■ AUSZUG ZUM LESEN:
+ + + + +
Montag, 10. Februar 2014

Das kleine Mädchen und der Trotz

Die kleine Miss und ich haben es im Moment manchmal schwer miteinander. Das heißt, eigentlich hat auch der Rest der Familie seine liebe Mühe mit dem kleinen Mädchen. Schon immer war es in seinen Stimmungen wie ein Apriltag -im Moment ist dieser Apriltag aber besonders stürmisch. Jede Kleinigkeit schmeißt R. aus der Bahn, es muss nur die Schüssel in der falschen Farbe aus dem Tisch stehen und in ihr brodelt - und explodiert- es. Weinen und Schreien sind die ad-hoc-Reaktionen, wenn irgendetwas (was uns oft als Kleinigkeit erscheint) nicht genau so läuft, wie sie es sich in ihrem Köpfchen ausgemalt hat. Und fängt sie einmal an zu schreien, lässt sie sich auch nicht so schnell wieder beruhigen, oh nein. Sie steigert sich leidenschaftlich in ihr Unglück hinein und findet lange nicht heraus. Das ist regelrecht herzzerreißend!
+ + + + +
■ GEGEBENE ANGABEN:
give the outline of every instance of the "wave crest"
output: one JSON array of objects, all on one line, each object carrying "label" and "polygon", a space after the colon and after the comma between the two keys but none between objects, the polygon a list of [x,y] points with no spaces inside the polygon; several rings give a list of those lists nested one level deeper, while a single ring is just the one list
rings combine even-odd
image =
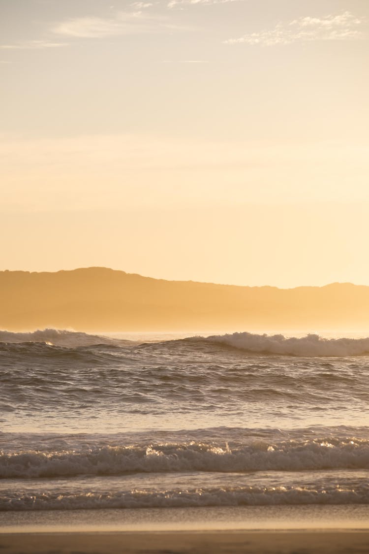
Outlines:
[{"label": "wave crest", "polygon": [[250,352],[302,356],[351,356],[369,353],[369,337],[324,338],[319,335],[286,337],[283,335],[233,333],[213,335],[207,341]]},{"label": "wave crest", "polygon": [[0,455],[0,478],[122,475],[124,473],[365,469],[369,440],[352,438],[257,440],[230,448],[191,441],[86,450],[29,450]]}]

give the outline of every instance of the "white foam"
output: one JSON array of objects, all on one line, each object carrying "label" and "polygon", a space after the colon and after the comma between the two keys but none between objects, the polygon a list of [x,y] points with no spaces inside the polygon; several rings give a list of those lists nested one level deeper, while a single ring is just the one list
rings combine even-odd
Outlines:
[{"label": "white foam", "polygon": [[271,506],[306,504],[366,504],[369,485],[347,484],[326,486],[216,487],[121,492],[44,492],[15,496],[9,492],[0,499],[0,510],[99,509],[102,508],[188,507],[221,506]]},{"label": "white foam", "polygon": [[134,472],[365,469],[369,440],[257,440],[230,448],[194,441],[82,450],[27,451],[0,455],[0,478],[119,475]]},{"label": "white foam", "polygon": [[214,335],[206,340],[257,353],[303,356],[351,356],[369,353],[369,337],[324,338],[311,334],[298,338],[243,332]]}]

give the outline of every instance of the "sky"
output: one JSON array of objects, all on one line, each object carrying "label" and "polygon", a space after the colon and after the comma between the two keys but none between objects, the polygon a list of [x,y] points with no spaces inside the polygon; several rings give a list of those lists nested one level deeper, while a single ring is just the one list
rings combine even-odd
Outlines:
[{"label": "sky", "polygon": [[367,0],[0,0],[0,269],[369,285]]}]

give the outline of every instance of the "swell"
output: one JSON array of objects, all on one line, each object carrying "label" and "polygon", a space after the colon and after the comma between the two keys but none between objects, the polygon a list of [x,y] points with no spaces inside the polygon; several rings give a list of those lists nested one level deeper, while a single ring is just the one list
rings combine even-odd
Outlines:
[{"label": "swell", "polygon": [[195,441],[81,450],[2,452],[0,478],[114,475],[134,473],[248,472],[362,469],[369,440],[357,438],[254,440],[247,444]]},{"label": "swell", "polygon": [[[43,343],[48,346],[66,347],[75,348],[97,345],[126,346],[137,351],[165,351],[179,352],[183,350],[201,351],[208,353],[216,349],[228,348],[242,351],[246,355],[275,355],[304,357],[345,357],[361,356],[369,353],[369,337],[362,338],[326,338],[316,334],[306,336],[285,337],[283,335],[268,335],[253,333],[235,332],[232,334],[212,335],[209,337],[190,337],[188,338],[164,341],[156,343],[142,343],[117,339],[86,333],[45,329],[32,332],[14,333],[0,331],[0,343],[2,348],[11,344],[23,343],[23,348],[27,345],[30,349],[32,343]],[[40,345],[39,347],[43,347]]]}]

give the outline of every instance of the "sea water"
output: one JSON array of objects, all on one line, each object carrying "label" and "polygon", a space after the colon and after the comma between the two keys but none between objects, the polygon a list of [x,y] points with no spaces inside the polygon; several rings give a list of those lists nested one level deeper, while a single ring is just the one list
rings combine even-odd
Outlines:
[{"label": "sea water", "polygon": [[0,332],[0,525],[308,506],[367,522],[369,338],[133,338]]}]

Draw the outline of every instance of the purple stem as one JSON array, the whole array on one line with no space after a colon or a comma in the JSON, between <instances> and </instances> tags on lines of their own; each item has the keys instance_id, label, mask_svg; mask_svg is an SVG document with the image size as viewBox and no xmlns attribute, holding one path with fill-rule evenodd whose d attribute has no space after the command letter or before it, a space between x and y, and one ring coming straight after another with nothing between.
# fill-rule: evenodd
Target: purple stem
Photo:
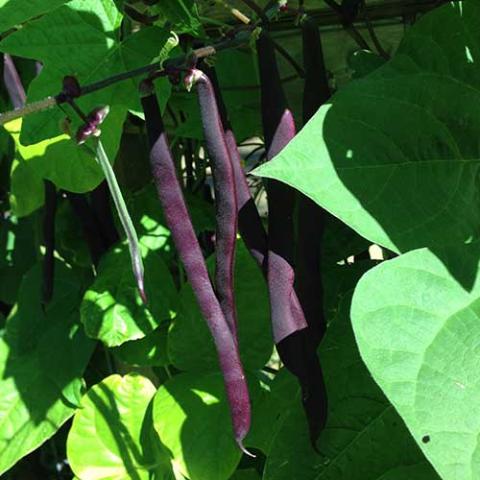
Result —
<instances>
[{"instance_id":1,"label":"purple stem","mask_svg":"<svg viewBox=\"0 0 480 480\"><path fill-rule=\"evenodd\" d=\"M144 82L142 106L151 144L153 178L167 225L188 280L211 331L223 373L230 405L235 440L245 453L243 439L250 428L250 399L236 342L213 291L205 260L198 244L177 178L158 100L152 87Z\"/></svg>"},{"instance_id":2,"label":"purple stem","mask_svg":"<svg viewBox=\"0 0 480 480\"><path fill-rule=\"evenodd\" d=\"M210 79L200 70L192 72L198 90L203 133L211 160L215 189L215 287L220 306L237 339L237 312L234 294L235 242L237 237L237 201L232 161Z\"/></svg>"}]
</instances>

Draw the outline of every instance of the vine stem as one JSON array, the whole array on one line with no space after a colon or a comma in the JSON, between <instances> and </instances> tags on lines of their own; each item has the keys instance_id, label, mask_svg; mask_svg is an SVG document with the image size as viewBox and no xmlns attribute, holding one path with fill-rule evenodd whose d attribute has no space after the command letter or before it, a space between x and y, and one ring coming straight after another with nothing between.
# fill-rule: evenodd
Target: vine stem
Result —
<instances>
[{"instance_id":1,"label":"vine stem","mask_svg":"<svg viewBox=\"0 0 480 480\"><path fill-rule=\"evenodd\" d=\"M245 33L247 34L246 36L244 35ZM245 45L248 43L248 39L250 38L250 35L251 35L251 32L249 30L241 30L239 34L234 38L223 40L219 43L208 45L206 47L197 48L196 50L193 50L192 52L186 55L182 55L179 57L166 60L163 66L159 65L158 63L151 63L133 70L129 70L127 72L123 72L117 75L112 75L111 77L107 77L98 82L91 83L81 87L79 96L88 95L90 93L96 92L98 90L102 90L104 88L109 87L110 85L121 82L123 80L128 80L130 78L134 78L134 77L138 77L141 75L154 73L154 72L164 72L169 68L175 68L175 67L178 68L182 65L185 65L189 61L191 61L192 58L193 59L206 58L206 57L215 55L217 52L220 52L222 50ZM61 105L68 101L69 101L69 97L66 96L63 92L60 92L57 95L49 96L42 100L28 103L21 108L17 108L9 112L1 113L0 125L5 125L6 123L12 120L25 117L27 115L31 115L32 113L48 110L56 105Z\"/></svg>"}]
</instances>

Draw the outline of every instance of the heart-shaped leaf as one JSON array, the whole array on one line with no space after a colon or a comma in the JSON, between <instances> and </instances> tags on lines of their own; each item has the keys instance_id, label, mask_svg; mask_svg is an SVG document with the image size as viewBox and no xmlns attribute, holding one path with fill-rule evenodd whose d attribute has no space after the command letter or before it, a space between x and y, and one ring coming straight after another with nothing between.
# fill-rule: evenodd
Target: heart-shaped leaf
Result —
<instances>
[{"instance_id":1,"label":"heart-shaped leaf","mask_svg":"<svg viewBox=\"0 0 480 480\"><path fill-rule=\"evenodd\" d=\"M79 478L171 478L148 408L154 394L152 382L138 374L111 375L87 392L67 440L68 461Z\"/></svg>"},{"instance_id":2,"label":"heart-shaped leaf","mask_svg":"<svg viewBox=\"0 0 480 480\"><path fill-rule=\"evenodd\" d=\"M478 237L479 35L477 0L425 15L390 62L341 89L255 173L391 250Z\"/></svg>"},{"instance_id":3,"label":"heart-shaped leaf","mask_svg":"<svg viewBox=\"0 0 480 480\"><path fill-rule=\"evenodd\" d=\"M370 270L351 315L363 360L426 457L445 480L473 480L480 476L480 245L441 253L442 260L415 250Z\"/></svg>"}]
</instances>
+ + + + +
■ AUFGABE: Ersetze im Text über das kleine Mädchen und den Trotz „Apriltag“ durch „Novembertag“. Gib dabei den Abschnitt zwischen „Montag, 10. Februar“ und „ist regelrecht herzzerreißend!“ einschließlich wieder.

■ GELÖSTE AUFGABE:
Montag, 10. Februar 2014

Das kleine Mädchen und der Trotz

Die kleine Miss und ich haben es im Moment manchmal schwer miteinander. Das heißt, eigentlich hat auch der Rest der Familie seine liebe Mühe mit dem kleinen Mädchen. Schon immer war es in seinen Stimmungen wie ein Novembertag -im Moment ist dieser Novembertag aber besonders stürmisch. Jede Kleinigkeit schmeißt R. aus der Bahn, es muss nur die Schüssel in der falschen Farbe aus dem Tisch stehen und in ihr brodelt - und explodiert- es. Weinen und Schreien sind die ad-hoc-Reaktionen, wenn irgendetwas (was uns oft als Kleinigkeit erscheint) nicht genau so läuft, wie sie es sich in ihrem Köpfchen ausgemalt hat. Und fängt sie einmal an zu schreien, lässt sie sich auch nicht so schnell wieder beruhigen, oh nein. Sie steigert sich leidenschaftlich in ihr Unglück hinein und findet lange nicht heraus. Das ist regelrecht herzzerreißend!